### Aim
Repeat the part of the LeanVolumeInterpolator page from "fejikso/Lean3DInterpolator" to "efficiency and speed.".

Skip to content

Allows quick trilinear interpolation on large volumes such as numpy memmaps, 3D sparse arrays, compressed HDF5 datasets.

License

Notifications You must be signed in to change notification settings

fejikso/Lean3DInterpolator

Repository files navigation

LeanVolumeInterpolator

Description

LeanVolumeInterpolator is a Python class designed for efficient trilinear interpolation of 3D volumetric data. It offers a practical alternative to scipy.interpolate.RegularGridInterpolator, especially for handling large datasets stored as numpy memmaps, sparse 3D volumes, and compressed HDF5 datasets.

The motivation for developing LeanVolumeInterpolator arose from the need to perform arbitrary two-dimensional slices on a 3D volume, with a focus on efficiency and speed.

Performance Comparison (Dense Volumes & Memmaps)

In a benchmark test using a large volume of size (1300, 900, 2300) stored as a NumPy memmap on disk, LeanVolumeInterpolator demonstrated significant performance improvements compared to SciPy:

  • Task: Interpolating arbitrary 3D coordinates from the memmapped volume (e.g., a dense ((1000 \times 1000)) grid).
  • Memmap size: The on-disk and logical in-memory size of this volume is approximately 2.5–10 GB depending on the chosen dtype.

Two aspects stand out:

  • Object initialization cost

    • LeanVolumeInterpolator:
      • Initialization time: on the order of tens of microseconds (e.g. ~0.008 ms).
    • SciPy RegularGridInterpolator:
      • Initialization time: on the order of seconds for this volume (e.g. ~2.2 s in one memmap experiment), due to internally materializing and indexing the full volume.
  • Per-call interpolation performance

    • In previous dense memmap benchmarks with (10^6) coordinates:
      • SciPy RegularGridInterpolator:
        • Average time: ~0.87 s
        • Throughput: ~1.15M points/sec
      • LeanVolumeInterpolator:
        • Average time: ~0.79 s
        • Throughput: ~1.27M points/sec
      • Speedup (Lean vs SciPy): ≈1.1× on the interpolation itself.

### Supplied records
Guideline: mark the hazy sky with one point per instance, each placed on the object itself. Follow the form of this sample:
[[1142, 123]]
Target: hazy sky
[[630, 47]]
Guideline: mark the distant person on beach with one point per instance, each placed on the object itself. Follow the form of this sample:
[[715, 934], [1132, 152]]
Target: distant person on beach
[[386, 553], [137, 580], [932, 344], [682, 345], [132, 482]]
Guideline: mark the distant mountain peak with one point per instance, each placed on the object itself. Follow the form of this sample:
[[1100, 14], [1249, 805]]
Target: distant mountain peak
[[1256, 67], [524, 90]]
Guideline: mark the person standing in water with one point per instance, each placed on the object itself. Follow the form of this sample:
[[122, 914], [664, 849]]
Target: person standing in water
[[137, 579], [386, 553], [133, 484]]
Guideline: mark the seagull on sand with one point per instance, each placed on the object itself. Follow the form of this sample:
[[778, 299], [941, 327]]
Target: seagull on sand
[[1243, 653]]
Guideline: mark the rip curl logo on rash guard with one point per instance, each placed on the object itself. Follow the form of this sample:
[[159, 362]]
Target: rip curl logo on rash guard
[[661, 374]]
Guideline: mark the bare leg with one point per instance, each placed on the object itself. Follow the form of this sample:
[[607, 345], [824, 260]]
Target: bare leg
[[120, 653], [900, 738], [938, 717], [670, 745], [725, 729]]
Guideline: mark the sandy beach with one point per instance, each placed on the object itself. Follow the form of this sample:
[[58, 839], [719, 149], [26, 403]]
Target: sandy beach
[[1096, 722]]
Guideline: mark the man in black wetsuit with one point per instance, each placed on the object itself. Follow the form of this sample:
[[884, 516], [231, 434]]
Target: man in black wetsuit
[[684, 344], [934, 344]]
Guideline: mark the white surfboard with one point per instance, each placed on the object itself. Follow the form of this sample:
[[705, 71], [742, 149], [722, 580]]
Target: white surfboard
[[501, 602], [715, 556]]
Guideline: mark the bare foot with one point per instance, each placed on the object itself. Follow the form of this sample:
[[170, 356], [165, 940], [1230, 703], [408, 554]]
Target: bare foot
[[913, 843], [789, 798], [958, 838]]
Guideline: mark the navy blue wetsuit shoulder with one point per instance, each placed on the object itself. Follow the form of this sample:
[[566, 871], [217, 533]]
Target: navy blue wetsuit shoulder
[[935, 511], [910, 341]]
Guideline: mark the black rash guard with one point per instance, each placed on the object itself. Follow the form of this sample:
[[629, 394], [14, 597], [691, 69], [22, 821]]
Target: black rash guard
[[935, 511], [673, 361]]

### Reply to the task
fejikso/Lean3DInterpolator

Repository files navigation

LeanVolumeInterpolator

Description

LeanVolumeInterpolator is a Python class designed for efficient trilinear interpolation of 3D volumetric data. It offers a practical alternative to scipy.interpolate.RegularGridInterpolator, especially for handling large datasets stored as numpy memmaps, sparse 3D volumes, and compressed HDF5 datasets.

The motivation for developing LeanVolumeInterpolator arose from the need to perform arbitrary two-dimensional slices on a 3D volume, with a focus on efficiency and speed.